-- Dataset entries follows --

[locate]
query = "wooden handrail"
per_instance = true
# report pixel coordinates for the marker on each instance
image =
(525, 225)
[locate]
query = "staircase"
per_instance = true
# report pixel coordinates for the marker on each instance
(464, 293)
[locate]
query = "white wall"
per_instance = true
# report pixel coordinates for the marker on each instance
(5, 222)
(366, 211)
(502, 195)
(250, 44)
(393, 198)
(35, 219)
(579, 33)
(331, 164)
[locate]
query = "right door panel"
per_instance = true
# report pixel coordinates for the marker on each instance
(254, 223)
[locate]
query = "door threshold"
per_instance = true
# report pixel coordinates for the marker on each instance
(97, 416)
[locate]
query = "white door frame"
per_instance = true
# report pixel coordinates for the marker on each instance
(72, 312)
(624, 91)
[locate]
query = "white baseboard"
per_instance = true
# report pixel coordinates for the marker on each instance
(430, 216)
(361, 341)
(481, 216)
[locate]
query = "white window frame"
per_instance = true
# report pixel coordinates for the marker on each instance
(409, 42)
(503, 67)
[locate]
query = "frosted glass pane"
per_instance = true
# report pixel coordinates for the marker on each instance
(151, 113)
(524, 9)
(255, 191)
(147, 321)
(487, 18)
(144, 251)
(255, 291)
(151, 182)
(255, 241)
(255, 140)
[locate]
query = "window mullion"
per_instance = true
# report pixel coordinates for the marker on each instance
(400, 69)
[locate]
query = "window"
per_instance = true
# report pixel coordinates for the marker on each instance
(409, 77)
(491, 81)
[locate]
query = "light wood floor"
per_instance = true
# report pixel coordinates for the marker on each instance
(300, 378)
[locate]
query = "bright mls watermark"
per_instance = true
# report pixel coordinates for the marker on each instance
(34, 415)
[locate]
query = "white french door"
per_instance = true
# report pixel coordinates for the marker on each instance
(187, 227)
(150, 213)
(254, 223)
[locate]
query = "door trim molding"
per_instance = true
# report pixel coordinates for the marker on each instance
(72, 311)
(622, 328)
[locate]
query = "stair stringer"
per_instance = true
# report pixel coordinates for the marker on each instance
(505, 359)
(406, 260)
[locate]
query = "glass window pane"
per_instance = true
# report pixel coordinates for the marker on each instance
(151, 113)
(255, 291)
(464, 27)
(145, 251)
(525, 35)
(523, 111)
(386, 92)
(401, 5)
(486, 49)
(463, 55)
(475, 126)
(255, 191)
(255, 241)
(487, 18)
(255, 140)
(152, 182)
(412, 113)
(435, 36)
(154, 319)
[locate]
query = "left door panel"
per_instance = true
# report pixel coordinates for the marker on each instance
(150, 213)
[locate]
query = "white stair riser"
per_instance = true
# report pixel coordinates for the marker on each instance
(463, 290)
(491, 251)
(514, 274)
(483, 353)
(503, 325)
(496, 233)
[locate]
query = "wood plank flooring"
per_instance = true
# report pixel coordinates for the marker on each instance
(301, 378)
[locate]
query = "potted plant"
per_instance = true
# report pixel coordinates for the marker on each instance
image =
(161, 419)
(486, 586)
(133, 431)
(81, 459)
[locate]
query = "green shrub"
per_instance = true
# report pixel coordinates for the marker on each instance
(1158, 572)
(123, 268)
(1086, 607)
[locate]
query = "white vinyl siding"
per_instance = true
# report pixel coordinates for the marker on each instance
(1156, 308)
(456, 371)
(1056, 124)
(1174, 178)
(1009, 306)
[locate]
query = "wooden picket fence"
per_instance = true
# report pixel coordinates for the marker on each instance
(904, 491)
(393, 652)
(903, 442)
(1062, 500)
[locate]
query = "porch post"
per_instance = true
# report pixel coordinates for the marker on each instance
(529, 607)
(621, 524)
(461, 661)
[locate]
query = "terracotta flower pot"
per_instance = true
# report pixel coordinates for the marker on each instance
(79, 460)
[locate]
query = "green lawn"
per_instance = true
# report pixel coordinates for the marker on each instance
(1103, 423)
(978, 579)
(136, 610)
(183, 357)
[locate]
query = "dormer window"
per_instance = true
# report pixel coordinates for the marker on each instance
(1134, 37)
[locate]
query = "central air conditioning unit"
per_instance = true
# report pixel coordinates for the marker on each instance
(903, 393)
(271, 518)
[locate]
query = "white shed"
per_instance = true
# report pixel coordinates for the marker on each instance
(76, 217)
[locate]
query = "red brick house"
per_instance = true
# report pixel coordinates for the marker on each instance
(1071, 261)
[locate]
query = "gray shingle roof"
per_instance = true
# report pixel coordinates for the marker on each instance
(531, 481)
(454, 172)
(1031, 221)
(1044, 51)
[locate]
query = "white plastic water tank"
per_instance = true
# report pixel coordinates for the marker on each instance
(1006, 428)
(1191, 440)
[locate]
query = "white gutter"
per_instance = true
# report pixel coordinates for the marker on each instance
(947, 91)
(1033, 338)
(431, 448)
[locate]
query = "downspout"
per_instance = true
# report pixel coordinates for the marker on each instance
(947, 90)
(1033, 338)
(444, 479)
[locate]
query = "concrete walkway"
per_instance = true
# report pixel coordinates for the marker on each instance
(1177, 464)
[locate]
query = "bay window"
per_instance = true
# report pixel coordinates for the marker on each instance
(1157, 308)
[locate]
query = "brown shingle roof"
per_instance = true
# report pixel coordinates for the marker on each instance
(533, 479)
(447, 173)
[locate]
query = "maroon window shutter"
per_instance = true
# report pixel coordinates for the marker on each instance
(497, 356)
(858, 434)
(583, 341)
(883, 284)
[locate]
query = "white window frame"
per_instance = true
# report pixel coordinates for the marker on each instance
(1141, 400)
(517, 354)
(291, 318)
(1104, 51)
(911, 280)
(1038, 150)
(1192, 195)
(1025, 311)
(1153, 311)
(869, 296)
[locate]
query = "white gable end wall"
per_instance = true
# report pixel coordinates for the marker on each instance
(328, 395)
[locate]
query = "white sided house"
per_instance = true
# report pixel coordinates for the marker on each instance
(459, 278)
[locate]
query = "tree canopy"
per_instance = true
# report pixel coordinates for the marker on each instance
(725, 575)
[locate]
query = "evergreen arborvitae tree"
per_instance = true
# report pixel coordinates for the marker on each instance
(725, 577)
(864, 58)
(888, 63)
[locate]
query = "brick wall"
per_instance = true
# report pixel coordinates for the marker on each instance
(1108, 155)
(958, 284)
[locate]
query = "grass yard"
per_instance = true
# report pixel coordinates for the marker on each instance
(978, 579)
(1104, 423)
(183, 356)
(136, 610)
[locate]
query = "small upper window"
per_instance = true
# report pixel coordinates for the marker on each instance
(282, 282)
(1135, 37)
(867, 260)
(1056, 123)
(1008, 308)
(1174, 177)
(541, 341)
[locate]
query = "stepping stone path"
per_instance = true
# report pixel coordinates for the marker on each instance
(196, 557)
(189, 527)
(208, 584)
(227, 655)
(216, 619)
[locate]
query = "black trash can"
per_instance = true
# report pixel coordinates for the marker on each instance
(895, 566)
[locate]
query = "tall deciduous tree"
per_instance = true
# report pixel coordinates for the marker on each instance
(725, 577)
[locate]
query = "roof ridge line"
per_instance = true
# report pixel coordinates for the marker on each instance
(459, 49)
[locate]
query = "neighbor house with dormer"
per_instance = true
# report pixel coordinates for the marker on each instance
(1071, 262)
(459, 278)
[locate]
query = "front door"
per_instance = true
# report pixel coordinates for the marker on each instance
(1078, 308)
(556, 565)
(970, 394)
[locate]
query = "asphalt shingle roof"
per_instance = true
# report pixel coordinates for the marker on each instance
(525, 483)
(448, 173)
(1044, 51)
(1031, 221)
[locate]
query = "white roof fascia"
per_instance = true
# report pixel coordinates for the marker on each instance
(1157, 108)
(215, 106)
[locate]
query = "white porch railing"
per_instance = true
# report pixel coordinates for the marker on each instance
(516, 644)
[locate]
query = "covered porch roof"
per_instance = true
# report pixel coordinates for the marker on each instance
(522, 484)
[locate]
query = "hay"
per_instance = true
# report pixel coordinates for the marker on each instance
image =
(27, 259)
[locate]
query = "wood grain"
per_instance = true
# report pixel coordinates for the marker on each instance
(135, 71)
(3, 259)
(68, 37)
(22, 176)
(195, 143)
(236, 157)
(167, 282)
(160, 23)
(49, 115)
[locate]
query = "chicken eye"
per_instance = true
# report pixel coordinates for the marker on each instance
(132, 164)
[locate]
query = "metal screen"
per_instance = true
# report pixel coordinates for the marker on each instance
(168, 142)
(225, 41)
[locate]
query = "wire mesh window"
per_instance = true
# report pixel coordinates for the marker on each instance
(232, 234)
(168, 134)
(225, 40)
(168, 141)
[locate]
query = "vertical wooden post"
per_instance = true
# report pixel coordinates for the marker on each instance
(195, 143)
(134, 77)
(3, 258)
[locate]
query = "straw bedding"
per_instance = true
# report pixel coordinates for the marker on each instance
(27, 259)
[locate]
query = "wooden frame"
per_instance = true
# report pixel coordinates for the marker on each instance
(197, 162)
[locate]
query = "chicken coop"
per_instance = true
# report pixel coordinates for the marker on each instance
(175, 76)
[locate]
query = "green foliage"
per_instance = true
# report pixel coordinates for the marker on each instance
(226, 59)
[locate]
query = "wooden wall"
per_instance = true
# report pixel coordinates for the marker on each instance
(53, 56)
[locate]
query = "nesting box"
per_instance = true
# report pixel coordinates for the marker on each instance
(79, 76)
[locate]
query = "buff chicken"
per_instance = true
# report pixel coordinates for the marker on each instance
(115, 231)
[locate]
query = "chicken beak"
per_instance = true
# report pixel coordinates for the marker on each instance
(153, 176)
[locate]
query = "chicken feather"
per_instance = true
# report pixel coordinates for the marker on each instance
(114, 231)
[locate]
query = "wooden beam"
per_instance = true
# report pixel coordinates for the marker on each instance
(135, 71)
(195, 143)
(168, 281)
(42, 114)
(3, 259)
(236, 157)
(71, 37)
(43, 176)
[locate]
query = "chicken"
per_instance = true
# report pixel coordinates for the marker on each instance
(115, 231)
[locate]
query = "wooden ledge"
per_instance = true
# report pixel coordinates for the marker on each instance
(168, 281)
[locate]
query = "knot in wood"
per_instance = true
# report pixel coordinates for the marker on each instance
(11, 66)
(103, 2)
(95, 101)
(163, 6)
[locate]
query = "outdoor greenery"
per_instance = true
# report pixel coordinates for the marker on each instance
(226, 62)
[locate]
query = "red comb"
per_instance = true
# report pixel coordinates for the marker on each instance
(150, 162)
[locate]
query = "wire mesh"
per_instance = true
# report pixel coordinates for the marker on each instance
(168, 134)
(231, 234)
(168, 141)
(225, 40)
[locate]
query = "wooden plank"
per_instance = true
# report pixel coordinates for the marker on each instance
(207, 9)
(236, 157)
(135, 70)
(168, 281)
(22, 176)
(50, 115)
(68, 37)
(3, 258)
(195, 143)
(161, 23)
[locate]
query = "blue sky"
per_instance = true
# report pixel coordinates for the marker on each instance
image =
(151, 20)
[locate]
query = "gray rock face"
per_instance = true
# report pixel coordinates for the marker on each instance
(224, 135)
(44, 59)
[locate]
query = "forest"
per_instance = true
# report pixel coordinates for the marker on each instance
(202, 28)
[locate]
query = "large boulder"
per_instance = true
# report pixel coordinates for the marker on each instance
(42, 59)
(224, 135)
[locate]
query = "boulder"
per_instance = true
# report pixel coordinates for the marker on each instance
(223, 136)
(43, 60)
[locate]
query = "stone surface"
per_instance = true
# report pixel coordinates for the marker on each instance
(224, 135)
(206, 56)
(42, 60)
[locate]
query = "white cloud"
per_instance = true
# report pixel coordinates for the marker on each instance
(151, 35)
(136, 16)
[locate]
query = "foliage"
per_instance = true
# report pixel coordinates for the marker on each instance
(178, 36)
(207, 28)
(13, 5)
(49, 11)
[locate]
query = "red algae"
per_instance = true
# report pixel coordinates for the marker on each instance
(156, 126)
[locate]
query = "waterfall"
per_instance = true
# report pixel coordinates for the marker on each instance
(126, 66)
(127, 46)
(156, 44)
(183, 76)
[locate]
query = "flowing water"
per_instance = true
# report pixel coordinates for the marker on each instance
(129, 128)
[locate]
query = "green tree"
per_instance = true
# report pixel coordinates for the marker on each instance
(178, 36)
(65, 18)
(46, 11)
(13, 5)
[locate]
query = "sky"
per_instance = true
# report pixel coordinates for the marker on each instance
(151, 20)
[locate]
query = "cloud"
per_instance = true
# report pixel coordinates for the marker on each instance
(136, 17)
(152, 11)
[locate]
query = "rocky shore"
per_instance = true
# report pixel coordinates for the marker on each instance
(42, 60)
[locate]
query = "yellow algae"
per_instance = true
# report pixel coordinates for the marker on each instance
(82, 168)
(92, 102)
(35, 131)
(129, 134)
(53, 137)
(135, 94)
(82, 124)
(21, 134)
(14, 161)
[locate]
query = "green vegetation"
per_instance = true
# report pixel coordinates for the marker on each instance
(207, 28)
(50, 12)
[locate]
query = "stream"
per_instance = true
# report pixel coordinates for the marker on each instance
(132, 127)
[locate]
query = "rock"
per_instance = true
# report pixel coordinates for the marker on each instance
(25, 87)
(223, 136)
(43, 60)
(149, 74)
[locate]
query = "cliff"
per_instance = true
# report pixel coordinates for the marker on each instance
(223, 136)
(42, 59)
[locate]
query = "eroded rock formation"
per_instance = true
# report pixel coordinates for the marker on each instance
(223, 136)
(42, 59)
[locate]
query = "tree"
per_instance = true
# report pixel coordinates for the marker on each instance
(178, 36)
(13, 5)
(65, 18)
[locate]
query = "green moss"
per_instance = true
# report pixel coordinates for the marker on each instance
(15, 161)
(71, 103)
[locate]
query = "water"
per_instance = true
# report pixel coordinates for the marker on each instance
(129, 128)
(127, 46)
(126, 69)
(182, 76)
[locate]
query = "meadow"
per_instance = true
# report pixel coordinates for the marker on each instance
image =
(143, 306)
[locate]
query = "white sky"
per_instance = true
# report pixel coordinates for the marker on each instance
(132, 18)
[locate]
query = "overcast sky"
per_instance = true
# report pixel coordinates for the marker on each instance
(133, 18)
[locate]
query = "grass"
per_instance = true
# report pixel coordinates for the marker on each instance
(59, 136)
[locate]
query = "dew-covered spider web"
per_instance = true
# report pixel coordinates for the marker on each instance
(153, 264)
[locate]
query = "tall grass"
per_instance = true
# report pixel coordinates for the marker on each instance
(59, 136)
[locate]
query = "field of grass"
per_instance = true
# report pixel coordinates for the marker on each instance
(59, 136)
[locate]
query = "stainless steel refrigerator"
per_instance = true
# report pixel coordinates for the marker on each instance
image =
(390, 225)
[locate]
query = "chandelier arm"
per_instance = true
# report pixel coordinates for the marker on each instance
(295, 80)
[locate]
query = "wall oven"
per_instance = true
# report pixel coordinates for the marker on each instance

-- Dataset entries concluded --

__Work order__:
One number is the expected answer: the count of lines above that hold the word "panel".

__Written answer__:
2